## Begin GIVEN INFORMATION
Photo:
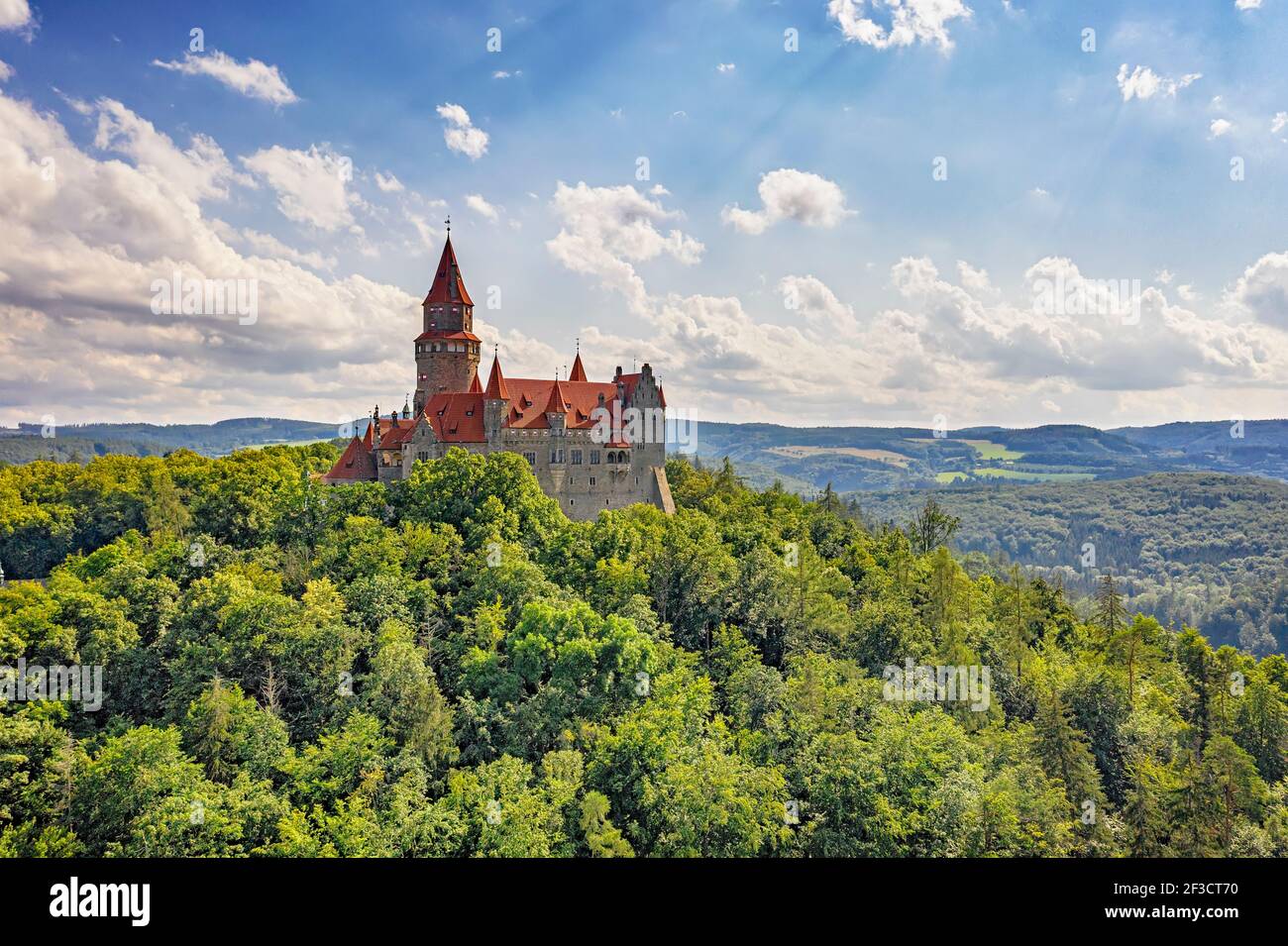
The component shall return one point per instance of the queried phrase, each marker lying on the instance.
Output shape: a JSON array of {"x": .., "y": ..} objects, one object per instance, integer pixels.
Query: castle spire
[
  {"x": 557, "y": 404},
  {"x": 449, "y": 286},
  {"x": 579, "y": 369},
  {"x": 496, "y": 381}
]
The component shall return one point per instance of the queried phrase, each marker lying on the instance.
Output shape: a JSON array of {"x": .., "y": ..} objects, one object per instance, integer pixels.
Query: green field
[
  {"x": 993, "y": 451},
  {"x": 1021, "y": 475},
  {"x": 1030, "y": 476}
]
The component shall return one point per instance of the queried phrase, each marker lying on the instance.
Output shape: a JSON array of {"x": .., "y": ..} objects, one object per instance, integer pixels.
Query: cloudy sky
[{"x": 809, "y": 211}]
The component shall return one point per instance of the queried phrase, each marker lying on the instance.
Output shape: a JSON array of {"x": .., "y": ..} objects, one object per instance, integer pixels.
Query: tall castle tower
[{"x": 447, "y": 351}]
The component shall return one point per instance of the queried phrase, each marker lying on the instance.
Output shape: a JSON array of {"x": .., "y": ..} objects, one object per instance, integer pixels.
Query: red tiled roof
[
  {"x": 449, "y": 278},
  {"x": 456, "y": 417},
  {"x": 353, "y": 465},
  {"x": 442, "y": 335},
  {"x": 557, "y": 403},
  {"x": 531, "y": 399},
  {"x": 393, "y": 434}
]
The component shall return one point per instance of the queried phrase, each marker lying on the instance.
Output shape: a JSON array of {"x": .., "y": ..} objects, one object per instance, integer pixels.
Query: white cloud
[
  {"x": 187, "y": 176},
  {"x": 460, "y": 134},
  {"x": 1142, "y": 82},
  {"x": 480, "y": 205},
  {"x": 309, "y": 184},
  {"x": 269, "y": 246},
  {"x": 823, "y": 313},
  {"x": 253, "y": 78},
  {"x": 14, "y": 14},
  {"x": 77, "y": 336},
  {"x": 1262, "y": 289},
  {"x": 604, "y": 231},
  {"x": 910, "y": 21},
  {"x": 791, "y": 194}
]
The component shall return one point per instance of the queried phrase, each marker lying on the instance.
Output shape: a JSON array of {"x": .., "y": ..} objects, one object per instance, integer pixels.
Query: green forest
[
  {"x": 1205, "y": 550},
  {"x": 449, "y": 667}
]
## End GIVEN INFORMATION
**TASK TO CARRY OUT**
Repeat the entries exactly and keep the pictures out of the copy.

**SOLUTION TO THIS TASK**
Photo:
The component shall return one point per instance of the queried phrase, each marker lying on the instance.
Output shape: a JSON array of {"x": .., "y": ..} objects, one object per instance, integer pixels.
Query: castle spire
[
  {"x": 557, "y": 404},
  {"x": 449, "y": 286},
  {"x": 579, "y": 369},
  {"x": 496, "y": 381}
]
The component shall return one point per instance of the queried phrase, each marker lying on the instance.
Output shape: a JSON array of {"x": .., "y": ..} objects, one object per instance, integer pixels.
Query: green field
[
  {"x": 993, "y": 451},
  {"x": 1021, "y": 475},
  {"x": 1030, "y": 476}
]
The component shall return one point per instance of the queried phrase, each marker lying on the instance.
Output shape: a JSON array of {"x": .., "y": ..} objects, one object per instance, integer pixels.
Query: cloudy sky
[{"x": 809, "y": 211}]
The component shall return one point per instance of the queried phrase, each marker lying on the instance.
Output shape: a JSON array of {"x": .., "y": ..} objects, one object per instance, integer pixels.
Query: tall castle tower
[{"x": 447, "y": 351}]
The component shall return one point per instance of the queried phrase, each marker lying on the instance.
Output shape: a JSON array of {"x": .., "y": ..} objects, one object per instance, integer pixels.
Query: red tiled roof
[
  {"x": 449, "y": 278},
  {"x": 456, "y": 417},
  {"x": 353, "y": 465},
  {"x": 442, "y": 335},
  {"x": 557, "y": 403},
  {"x": 531, "y": 399},
  {"x": 393, "y": 434}
]
The component shall return one point per instance of the queried phrase, each marker lying on the instance.
Output shape: a JSON array of {"x": .., "y": ..} objects, one object per instance, integer pixels.
Query: white cloud
[
  {"x": 187, "y": 176},
  {"x": 460, "y": 134},
  {"x": 1142, "y": 82},
  {"x": 480, "y": 205},
  {"x": 309, "y": 184},
  {"x": 269, "y": 246},
  {"x": 823, "y": 313},
  {"x": 253, "y": 78},
  {"x": 14, "y": 14},
  {"x": 77, "y": 336},
  {"x": 1262, "y": 289},
  {"x": 604, "y": 231},
  {"x": 910, "y": 21},
  {"x": 791, "y": 194}
]
The component shall return one point per instance of the queried phrase, each marker lying on the instance.
Output shape: a JSON array of {"x": .., "y": ..} objects, one object per instance, integer pixels.
Query: green forest
[
  {"x": 1205, "y": 550},
  {"x": 449, "y": 667}
]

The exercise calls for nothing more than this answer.